__TO BE DONE__
Every entry below must appear again, exactly as written.

— start of STORED DATA —

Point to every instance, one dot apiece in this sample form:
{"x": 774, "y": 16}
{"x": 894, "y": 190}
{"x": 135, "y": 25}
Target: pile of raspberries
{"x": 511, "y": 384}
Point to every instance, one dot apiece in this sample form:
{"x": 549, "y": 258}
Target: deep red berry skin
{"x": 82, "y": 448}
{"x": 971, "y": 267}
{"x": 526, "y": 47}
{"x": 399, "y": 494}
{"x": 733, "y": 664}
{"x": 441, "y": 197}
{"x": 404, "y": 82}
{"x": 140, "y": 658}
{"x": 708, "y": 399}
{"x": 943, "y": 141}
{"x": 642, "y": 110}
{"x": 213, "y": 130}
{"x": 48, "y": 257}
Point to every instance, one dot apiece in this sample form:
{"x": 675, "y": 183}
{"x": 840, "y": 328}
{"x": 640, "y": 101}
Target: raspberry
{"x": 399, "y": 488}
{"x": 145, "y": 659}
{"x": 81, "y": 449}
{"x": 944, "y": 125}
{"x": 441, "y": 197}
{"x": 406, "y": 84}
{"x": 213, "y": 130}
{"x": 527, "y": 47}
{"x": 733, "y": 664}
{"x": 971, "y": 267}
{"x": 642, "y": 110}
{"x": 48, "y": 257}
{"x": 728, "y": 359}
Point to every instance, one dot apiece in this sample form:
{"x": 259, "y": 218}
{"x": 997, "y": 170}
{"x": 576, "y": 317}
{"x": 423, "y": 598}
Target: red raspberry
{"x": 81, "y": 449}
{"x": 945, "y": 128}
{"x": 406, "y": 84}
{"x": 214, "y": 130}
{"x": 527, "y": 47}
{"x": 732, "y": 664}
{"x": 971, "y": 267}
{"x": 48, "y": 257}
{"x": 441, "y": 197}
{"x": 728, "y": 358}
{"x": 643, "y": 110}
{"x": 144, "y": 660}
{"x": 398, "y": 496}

— end of STORED DATA —

__COMPLETE OUTPUT__
Point to every instance, one dot apiece in this sample form:
{"x": 774, "y": 16}
{"x": 894, "y": 190}
{"x": 135, "y": 25}
Target: pile of raspberries
{"x": 511, "y": 384}
Point to every instance, one dot apiece in this sample form:
{"x": 549, "y": 258}
Target: deep red berry skin
{"x": 82, "y": 448}
{"x": 971, "y": 267}
{"x": 526, "y": 47}
{"x": 399, "y": 494}
{"x": 733, "y": 664}
{"x": 441, "y": 197}
{"x": 404, "y": 82}
{"x": 140, "y": 658}
{"x": 708, "y": 399}
{"x": 943, "y": 141}
{"x": 642, "y": 110}
{"x": 213, "y": 130}
{"x": 48, "y": 257}
Point to every instance, one dot apiece in this sample form:
{"x": 675, "y": 183}
{"x": 840, "y": 328}
{"x": 640, "y": 101}
Target: raspberry
{"x": 399, "y": 488}
{"x": 145, "y": 659}
{"x": 81, "y": 449}
{"x": 944, "y": 125}
{"x": 441, "y": 197}
{"x": 406, "y": 84}
{"x": 213, "y": 130}
{"x": 527, "y": 47}
{"x": 733, "y": 664}
{"x": 971, "y": 267}
{"x": 642, "y": 110}
{"x": 48, "y": 257}
{"x": 728, "y": 359}
Point to every instance, one dot apiece in this sample form:
{"x": 259, "y": 218}
{"x": 997, "y": 170}
{"x": 576, "y": 317}
{"x": 423, "y": 598}
Target: red raspberry
{"x": 81, "y": 449}
{"x": 945, "y": 128}
{"x": 406, "y": 84}
{"x": 214, "y": 130}
{"x": 527, "y": 47}
{"x": 732, "y": 664}
{"x": 971, "y": 267}
{"x": 48, "y": 257}
{"x": 441, "y": 197}
{"x": 728, "y": 358}
{"x": 643, "y": 110}
{"x": 144, "y": 660}
{"x": 398, "y": 496}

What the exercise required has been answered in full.